Lourenço Mutarelli/Reprodução

Faltou luzno Bar das Putas.

 

É onde a gente vai comer carne, roer os ossos da bisteca. Marquei com alguns amigos escritores lá. No lugar também conhecido como Sujinho. À esquina da Consolação, pertinho da Avenida Angélica, em São Paulo.

 

Era a nossa confraternização de final de ano, digamos. Para um abraço curto antes das Festas. Estavam Andréa Del Fuego, Ivana Arruda Leite, Joca Reiners Terron, Michel Laub e Ronaldo Bressane. Depois apareceu Fabrício Corsaletti.

 

Ave nossa!

 

Aí faltou energia. O fogo não dava para acender. E demorou o blackout. Para valer. E Joca aproveitou para dizer que começou a ler o meu romance. “Nunca pensei, Marcelino, que você fosse tão sentimental”, falou. Ivana disse que se emocionou com a trajetória inglória de meu protagonista. Agonizante. Michel disse que o livro está na sua pilha de livros, à espera da devida dissecação. Bressane reforçou a melancolia das linhas, amargas, uma “beleza de tristeza”.

 

À falta do churrasco, seguimos desfiando à mesa o meu primeiro romance. Que eu não chamo de romance, chamo de “prosa longa”. Já de olho no cinema, ao que parece. “Daria um belo filme”, muita gente me diz. E eu sei. Já estou pertinho de vender os direitos. O romance já vai sair na Argentina, na França, na Itália. “É para ganhar o Oscar”, Ivana exagera. Papai Noel existe, ora essa.

--

Tarefas a fazer
• a. Resuma em duas frases o texto sobre o jantar no Sujinho.
• b. No texto sobre o jantar no Sujinho, que nome o narrador prefere dar ao seu primeiro romance?
• c. Escreva a continuação do texto sobre o jantar no Sujinho a partir da última frase.

Entradas de indicação de objetos nomeados
--

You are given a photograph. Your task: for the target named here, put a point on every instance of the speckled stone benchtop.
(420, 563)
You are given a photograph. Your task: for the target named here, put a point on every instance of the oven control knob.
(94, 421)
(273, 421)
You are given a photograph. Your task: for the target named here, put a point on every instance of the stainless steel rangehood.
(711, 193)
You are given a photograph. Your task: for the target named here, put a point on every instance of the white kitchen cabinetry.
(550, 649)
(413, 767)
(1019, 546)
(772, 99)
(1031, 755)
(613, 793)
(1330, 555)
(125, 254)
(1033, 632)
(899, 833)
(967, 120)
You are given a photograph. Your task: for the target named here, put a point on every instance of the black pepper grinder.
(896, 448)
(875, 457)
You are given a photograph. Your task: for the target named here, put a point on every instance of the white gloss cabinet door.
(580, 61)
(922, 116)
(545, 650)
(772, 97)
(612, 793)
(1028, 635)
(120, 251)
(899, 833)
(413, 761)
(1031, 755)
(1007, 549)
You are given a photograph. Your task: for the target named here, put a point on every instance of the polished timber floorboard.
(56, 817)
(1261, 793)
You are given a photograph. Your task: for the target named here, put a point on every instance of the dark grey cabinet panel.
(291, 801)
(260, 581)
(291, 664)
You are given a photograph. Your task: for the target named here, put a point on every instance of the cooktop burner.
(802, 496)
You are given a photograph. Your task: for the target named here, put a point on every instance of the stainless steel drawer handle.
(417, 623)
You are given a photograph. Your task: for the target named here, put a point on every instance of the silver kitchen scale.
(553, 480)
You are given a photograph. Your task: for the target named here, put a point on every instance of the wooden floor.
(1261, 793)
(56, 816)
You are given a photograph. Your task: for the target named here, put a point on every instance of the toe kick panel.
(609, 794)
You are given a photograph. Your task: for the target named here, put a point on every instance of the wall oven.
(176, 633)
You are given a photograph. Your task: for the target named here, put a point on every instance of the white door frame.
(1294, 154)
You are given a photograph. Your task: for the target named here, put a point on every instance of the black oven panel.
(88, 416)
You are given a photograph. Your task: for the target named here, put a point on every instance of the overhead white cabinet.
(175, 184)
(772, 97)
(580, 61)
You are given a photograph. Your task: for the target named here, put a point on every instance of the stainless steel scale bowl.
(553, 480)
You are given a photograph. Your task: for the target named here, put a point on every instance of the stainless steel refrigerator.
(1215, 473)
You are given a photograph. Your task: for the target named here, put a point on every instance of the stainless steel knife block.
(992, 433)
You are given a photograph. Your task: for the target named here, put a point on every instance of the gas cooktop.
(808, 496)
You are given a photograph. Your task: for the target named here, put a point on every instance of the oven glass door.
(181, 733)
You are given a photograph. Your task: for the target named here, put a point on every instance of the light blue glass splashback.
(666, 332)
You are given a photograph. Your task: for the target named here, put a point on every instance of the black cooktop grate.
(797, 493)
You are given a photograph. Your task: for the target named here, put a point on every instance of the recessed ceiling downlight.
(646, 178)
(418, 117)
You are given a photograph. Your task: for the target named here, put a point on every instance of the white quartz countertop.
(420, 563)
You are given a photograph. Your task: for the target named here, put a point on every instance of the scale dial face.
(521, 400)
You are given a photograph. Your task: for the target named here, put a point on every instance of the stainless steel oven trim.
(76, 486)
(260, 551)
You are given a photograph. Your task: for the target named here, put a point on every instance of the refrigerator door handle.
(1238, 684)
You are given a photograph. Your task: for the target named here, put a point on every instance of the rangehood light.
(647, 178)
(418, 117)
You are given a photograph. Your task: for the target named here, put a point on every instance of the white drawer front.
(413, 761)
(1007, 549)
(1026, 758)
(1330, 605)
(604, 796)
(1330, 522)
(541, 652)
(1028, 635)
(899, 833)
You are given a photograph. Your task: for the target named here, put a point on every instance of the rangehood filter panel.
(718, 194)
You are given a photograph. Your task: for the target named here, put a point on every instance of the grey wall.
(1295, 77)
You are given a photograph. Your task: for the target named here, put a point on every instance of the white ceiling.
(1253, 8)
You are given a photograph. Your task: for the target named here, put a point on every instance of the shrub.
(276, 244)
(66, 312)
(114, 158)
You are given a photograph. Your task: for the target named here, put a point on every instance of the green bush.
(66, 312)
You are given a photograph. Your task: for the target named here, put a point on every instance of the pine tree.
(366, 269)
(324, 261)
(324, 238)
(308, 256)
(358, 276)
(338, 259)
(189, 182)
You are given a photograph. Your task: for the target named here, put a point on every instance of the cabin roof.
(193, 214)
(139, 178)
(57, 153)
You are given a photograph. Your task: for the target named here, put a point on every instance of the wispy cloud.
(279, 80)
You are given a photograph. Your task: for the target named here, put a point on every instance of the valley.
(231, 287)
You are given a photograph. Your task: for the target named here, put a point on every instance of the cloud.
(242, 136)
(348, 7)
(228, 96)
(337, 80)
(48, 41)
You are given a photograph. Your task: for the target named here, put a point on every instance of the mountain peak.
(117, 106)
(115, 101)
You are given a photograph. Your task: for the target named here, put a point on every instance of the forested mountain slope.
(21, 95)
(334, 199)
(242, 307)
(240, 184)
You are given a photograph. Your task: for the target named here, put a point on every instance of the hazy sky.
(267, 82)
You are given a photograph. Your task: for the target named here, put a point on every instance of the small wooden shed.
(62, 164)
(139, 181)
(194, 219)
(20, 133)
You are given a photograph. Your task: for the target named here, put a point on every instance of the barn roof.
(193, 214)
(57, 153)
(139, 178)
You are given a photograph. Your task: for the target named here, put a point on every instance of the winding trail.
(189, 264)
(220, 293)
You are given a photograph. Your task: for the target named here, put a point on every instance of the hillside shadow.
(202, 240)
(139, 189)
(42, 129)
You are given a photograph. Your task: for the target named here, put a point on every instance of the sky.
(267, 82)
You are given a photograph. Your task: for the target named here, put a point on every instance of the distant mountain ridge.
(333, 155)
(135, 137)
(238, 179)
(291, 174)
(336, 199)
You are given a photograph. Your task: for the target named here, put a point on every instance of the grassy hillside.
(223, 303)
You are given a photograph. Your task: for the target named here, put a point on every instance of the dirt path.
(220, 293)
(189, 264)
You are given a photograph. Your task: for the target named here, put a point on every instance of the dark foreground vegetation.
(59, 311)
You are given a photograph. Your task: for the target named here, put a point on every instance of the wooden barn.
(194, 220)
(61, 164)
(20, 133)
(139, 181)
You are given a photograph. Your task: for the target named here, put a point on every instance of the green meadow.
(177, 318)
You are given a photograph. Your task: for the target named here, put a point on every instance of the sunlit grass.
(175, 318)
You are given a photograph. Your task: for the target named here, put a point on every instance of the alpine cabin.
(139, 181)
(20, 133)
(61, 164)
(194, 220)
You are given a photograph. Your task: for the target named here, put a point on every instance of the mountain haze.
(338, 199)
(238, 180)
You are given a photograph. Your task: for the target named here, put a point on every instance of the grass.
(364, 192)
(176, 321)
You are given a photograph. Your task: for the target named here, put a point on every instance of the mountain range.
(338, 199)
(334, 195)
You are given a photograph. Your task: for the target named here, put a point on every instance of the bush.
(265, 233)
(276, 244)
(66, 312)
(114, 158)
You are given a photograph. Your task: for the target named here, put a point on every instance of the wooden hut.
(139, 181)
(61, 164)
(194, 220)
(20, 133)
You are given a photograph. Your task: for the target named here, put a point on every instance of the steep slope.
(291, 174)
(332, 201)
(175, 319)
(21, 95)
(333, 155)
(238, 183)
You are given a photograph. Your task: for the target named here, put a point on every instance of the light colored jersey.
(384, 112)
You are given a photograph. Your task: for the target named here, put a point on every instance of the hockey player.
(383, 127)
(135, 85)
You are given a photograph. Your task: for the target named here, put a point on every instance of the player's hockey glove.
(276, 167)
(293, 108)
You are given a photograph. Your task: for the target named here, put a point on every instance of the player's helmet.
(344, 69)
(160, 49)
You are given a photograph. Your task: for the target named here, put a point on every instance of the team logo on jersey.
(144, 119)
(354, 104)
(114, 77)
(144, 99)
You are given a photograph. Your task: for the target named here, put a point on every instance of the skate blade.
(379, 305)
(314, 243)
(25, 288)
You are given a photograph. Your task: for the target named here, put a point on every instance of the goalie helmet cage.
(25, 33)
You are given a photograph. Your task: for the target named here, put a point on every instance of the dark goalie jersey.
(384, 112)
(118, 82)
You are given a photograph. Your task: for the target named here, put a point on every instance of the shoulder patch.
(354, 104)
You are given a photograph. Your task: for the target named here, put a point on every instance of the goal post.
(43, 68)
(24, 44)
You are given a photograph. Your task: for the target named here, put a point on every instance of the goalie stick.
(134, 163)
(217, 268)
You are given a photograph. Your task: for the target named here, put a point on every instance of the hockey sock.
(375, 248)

--

Respostas
• a. Alguns amigos escritores se reuniram no Sujinho, em São Paulo, para uma confraternização de fim de ano, mas faltou energia e não deu para acender o fogo. Sem o churrasco, ficaram conversando sobre o primeiro romance do narrador, elogiado pela melancolia e que, segundo ele, já vai sair na Argentina, na França e na Itália.

• b. Ele o chama de "prosa longa".

• c.
De fato, o cinema me ajudou na feitura do livro. Explico: quando escrevo os meus contos, nunca tenho uma história para contar. Vou descobrindo a partir da escrita sendo escrita. Esse método já fez com que eu desistisse de outros romances. Porque eu não conseguia improvisar (caminhar, às cegas) por muito tempo. Daí fui eu buscar inspiração em filmes policiais, em reviravoltas de suspense, em tramas noir. Pegar a história pela mão até ela vir a vingar.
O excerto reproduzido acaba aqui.